REQUIRED WORK:
a: In the Shield Therapeutics update, copy the passage that opens with the words containing "To provide more" and closes with "in due course.", keeping every word unchanged.
b: According to the Shield Therapeutics update, what mid-term sales guidance does the company reiterate?

Board and management team changes
Post period end, Joanne Estell, resigned her Board position and
as Chief Financial Officer and Company Secretary to pursue other
business interests outside the healthcare sector and will leave in
October 2017. The Board has appointed Dr Karl Keegan as interim
Chief Financial Officer for the duration of a search process. Karl,
in his previous capacity as Director of Corporate Development, has
worked closely with myself, Joanne, Shield's Leadership Team and
the Board on all aspects of the Group's operations and strategy
development.
To provide more in-market focus the Company has reorganised its
commercialisation structure towards a more in-country model,
resulting in a small number of staff being made redundant. This
includes Paul Steckler, Chief Commercial Officer, who will leave
the Company at the end of September. The Group does not intend to
replace his position for the foreseeable future. We thank Joanne
and Paul for their efforts at Shield and wish them both well for
the future.
Finally, the search for a new non-executive director with
commercial experience related to both European and US
pharmaceutical markets is progressing well through an appointed
executive search consultancy. The Company will update on any
developments on this in due course.
Summary and outlook
Total in-market demand and partner revenues for Feraccru during
the first half of 2017 were in line with the Board's guidance
issued at the time of the equity fundraise in June 2017. The
patient and prescriber feedback we are getting on Feraccru is
overwhelmingly positive and the Board has generally been pleased
with the initial activity we have seen from our commercially active
licensing partners during this period. Since the period end, demand
for Feraccru has also continued to grow in Germany and the UK,
however this has been at a slightly slower rate than required to
meet existing 2017 guidance for in market demand and partner
revenues. Consequently, through the reorganisation of our
commercial operations as announced today, we believe we have taken
the necessary action to ensure the Company's limited resources are
most efficiently focused to increase our commercial traction and
improve execution of lead conversion. We therefore reiterate our
mid-term sales guidance of GBP20-25m in 2020.
Carl Sterritt
CEO, Shield Therapeutics plc
Financial Review
Statement of profit and loss
The Group measures sales performance by monitoring in market
demand sales and initial partner revenues to understand real
patient traction of Feraccru(R), rather than stocking of
distribution channels. For the first half of the year this key
metric was GBP180k, in line with the Board's expectations. For the
first half of the year revenue was GBP142k (H1 2016: GBP240k), down
on the prior year by GBP98k, due to the impact of initial stocking
of the distribution channel in 2016 for the UK market.

STORED DATA:
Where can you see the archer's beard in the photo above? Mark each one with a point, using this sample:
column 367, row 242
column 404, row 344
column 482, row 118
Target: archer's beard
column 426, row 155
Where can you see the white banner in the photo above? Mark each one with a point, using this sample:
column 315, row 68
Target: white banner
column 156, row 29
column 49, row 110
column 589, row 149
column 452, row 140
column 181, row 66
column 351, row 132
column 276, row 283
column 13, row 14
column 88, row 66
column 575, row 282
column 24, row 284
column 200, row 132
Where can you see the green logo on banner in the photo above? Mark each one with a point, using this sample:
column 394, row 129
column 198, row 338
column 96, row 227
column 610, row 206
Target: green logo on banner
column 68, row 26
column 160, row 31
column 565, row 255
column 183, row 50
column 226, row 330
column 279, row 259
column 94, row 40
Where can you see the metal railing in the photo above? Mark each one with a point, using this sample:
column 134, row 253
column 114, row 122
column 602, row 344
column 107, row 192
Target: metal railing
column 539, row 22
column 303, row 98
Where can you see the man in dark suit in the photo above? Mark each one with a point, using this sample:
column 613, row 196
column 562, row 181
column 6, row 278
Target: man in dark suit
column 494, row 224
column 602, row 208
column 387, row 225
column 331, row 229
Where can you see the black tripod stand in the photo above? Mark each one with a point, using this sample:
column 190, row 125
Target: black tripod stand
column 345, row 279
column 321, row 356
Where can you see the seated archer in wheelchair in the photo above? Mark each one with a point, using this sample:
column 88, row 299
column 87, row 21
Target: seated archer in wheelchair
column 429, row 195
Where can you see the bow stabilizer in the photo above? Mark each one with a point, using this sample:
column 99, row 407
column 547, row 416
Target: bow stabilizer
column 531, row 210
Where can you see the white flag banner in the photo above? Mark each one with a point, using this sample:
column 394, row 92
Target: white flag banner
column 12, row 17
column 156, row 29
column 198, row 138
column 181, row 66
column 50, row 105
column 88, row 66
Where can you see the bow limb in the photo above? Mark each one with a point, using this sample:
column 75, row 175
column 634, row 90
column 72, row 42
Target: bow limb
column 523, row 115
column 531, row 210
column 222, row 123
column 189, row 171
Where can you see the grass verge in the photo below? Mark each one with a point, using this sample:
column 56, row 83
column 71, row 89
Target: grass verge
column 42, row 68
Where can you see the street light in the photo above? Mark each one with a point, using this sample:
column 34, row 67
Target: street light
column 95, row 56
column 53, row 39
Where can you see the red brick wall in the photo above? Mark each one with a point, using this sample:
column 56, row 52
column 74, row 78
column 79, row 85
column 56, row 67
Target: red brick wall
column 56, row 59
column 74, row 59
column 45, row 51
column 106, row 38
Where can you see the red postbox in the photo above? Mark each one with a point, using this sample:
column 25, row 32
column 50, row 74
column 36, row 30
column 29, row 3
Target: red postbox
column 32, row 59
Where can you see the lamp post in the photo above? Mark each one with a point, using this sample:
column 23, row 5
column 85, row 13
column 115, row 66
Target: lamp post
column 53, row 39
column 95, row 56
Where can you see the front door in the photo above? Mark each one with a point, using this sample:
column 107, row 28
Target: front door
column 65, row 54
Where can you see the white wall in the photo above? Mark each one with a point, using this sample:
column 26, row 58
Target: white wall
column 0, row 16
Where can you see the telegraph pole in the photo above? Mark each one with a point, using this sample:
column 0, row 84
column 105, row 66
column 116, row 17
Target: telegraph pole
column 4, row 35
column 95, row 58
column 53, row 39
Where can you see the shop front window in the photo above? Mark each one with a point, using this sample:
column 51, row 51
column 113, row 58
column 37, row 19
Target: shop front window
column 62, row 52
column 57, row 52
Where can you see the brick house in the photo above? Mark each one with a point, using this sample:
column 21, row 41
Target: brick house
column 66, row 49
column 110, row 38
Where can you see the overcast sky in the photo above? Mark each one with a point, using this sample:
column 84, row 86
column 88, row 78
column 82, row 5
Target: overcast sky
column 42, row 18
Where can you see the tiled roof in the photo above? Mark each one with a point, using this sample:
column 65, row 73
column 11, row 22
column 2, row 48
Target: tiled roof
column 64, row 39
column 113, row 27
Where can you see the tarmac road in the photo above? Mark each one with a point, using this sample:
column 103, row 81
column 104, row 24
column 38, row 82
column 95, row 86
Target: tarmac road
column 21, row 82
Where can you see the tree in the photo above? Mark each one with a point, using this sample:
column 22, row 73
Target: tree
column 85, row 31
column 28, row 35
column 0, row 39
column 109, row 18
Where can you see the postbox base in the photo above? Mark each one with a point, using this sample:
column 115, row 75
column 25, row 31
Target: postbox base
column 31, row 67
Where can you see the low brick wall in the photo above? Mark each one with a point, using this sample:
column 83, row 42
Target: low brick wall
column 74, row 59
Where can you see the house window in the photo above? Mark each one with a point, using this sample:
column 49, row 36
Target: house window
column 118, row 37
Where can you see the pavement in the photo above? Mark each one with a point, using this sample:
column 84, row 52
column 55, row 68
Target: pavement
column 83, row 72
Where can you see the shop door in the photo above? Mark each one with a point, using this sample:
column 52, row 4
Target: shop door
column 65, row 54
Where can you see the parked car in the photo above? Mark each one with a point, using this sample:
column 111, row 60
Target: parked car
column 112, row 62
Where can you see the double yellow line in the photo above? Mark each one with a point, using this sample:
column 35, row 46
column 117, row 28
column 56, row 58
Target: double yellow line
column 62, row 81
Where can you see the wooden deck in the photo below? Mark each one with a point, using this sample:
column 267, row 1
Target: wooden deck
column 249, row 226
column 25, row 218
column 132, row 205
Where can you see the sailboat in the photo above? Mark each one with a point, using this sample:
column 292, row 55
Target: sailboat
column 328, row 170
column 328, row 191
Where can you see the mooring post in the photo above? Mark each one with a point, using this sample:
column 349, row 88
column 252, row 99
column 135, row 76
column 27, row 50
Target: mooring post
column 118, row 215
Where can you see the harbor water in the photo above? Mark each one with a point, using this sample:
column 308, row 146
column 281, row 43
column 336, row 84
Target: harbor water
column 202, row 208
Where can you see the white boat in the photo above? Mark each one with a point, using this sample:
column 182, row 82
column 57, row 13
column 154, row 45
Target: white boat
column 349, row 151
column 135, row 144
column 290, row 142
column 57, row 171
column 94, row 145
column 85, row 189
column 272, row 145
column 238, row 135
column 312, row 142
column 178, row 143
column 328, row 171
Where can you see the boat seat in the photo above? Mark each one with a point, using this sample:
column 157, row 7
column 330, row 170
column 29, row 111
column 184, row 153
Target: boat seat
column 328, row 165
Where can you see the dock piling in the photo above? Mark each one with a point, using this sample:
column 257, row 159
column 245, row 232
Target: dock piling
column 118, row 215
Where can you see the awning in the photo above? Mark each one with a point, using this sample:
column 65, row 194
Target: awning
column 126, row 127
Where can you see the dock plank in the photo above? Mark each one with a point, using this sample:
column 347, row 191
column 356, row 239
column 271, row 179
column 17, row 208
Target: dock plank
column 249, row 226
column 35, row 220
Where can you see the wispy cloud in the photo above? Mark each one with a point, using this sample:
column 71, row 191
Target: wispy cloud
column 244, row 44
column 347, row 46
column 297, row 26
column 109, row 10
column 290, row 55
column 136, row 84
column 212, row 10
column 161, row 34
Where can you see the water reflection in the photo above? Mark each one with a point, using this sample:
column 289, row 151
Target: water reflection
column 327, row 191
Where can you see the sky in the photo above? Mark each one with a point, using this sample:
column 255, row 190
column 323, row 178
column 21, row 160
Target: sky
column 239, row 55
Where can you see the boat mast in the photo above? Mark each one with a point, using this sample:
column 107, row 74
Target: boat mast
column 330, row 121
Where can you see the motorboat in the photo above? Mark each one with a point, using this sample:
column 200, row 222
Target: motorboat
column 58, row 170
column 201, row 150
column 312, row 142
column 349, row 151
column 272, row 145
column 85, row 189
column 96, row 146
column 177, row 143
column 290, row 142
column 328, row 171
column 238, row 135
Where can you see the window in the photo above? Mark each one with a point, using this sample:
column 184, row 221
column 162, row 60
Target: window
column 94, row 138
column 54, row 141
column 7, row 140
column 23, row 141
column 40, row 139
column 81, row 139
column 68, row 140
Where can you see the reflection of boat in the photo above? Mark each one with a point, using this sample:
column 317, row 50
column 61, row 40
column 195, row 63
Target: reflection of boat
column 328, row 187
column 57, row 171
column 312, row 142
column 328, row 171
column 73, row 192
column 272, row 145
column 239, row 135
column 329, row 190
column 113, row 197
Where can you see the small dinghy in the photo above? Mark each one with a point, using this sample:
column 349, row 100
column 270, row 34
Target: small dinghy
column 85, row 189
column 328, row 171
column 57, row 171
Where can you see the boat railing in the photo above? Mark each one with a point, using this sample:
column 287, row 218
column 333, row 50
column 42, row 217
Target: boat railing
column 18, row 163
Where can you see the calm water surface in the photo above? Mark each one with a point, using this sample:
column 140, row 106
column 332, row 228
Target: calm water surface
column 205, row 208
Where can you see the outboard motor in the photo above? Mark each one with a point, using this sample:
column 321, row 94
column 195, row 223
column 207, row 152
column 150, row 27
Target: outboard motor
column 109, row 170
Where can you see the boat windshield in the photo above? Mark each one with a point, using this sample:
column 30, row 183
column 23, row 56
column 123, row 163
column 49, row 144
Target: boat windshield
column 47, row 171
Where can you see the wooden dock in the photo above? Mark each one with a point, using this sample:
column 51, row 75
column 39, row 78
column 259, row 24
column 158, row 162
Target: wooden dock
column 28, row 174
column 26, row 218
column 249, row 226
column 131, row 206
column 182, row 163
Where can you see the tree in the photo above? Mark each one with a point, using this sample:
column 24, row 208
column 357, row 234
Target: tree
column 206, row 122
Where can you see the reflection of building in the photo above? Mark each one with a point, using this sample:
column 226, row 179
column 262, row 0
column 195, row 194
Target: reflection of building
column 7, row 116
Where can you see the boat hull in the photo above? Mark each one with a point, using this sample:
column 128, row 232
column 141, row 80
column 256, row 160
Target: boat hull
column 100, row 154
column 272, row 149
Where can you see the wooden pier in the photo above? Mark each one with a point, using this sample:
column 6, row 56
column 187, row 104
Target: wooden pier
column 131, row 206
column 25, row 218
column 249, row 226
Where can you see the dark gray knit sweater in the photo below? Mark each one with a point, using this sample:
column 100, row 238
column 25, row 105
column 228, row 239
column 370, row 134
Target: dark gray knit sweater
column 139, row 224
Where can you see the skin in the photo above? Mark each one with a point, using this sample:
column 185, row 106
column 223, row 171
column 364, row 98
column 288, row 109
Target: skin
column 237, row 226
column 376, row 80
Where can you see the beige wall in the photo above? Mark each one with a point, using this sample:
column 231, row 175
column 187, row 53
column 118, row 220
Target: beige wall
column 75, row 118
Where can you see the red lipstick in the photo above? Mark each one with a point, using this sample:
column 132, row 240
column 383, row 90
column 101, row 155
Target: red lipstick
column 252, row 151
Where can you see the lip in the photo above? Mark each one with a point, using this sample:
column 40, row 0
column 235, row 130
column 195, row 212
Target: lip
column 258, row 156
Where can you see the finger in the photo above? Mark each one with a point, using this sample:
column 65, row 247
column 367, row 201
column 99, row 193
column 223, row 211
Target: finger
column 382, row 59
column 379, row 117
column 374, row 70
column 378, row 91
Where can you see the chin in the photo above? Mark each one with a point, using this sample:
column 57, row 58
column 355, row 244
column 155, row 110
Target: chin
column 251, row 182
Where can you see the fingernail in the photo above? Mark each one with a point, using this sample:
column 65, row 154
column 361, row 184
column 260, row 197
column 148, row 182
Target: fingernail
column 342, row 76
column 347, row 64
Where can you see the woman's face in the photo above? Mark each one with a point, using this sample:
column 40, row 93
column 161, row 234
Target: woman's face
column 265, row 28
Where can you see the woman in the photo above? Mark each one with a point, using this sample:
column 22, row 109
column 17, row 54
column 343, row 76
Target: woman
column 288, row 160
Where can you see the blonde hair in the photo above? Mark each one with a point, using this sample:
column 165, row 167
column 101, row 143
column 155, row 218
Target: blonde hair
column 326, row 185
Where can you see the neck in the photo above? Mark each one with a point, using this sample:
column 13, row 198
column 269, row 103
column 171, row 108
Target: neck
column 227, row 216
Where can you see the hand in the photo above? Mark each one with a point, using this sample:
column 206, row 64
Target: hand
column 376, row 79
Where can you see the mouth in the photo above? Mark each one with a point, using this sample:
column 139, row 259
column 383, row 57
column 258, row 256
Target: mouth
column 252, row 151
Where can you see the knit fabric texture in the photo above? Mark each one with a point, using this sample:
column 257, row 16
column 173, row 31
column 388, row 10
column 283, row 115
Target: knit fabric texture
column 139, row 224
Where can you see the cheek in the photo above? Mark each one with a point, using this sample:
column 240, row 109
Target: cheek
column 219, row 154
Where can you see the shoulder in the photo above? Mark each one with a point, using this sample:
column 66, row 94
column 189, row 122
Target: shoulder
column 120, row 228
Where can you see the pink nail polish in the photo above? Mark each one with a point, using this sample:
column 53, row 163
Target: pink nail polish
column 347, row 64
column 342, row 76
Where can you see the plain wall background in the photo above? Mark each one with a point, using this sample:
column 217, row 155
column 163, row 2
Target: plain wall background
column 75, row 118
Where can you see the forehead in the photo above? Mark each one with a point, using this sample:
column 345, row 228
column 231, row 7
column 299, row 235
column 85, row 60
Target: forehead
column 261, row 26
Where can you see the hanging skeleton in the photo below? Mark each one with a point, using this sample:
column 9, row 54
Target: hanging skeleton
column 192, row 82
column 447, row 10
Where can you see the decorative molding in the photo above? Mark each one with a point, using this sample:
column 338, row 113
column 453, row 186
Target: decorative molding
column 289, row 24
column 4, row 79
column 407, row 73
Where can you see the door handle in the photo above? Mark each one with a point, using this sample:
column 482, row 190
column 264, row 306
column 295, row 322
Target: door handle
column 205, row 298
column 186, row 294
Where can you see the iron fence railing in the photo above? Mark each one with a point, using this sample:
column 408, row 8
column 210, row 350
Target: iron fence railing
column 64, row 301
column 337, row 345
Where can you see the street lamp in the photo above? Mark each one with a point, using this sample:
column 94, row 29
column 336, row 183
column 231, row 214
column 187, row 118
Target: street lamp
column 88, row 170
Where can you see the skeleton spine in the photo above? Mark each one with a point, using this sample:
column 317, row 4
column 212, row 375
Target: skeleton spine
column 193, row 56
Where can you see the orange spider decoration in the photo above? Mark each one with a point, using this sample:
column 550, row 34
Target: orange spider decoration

ANSWERS FOR EACH ITEM:
a:
To provide more in-market focus the Company has reorganised its
commercialisation structure towards a more in-country model,
resulting in a small number of staff being made redundant. This
includes Paul Steckler, Chief Commercial Officer, who will leave
the Company at the end of September. The Group does not intend to
replace his position for the foreseeable future. We thank Joanne
and Paul for their efforts at Shield and wish them both well for
the future.
Finally, the search for a new non-executive director with
commercial experience related to both European and US
pharmaceutical markets is progressing well through an appointed
executive search consultancy. The Company will update on any
developments on this in due course.

b: GBP20-25m in 2020.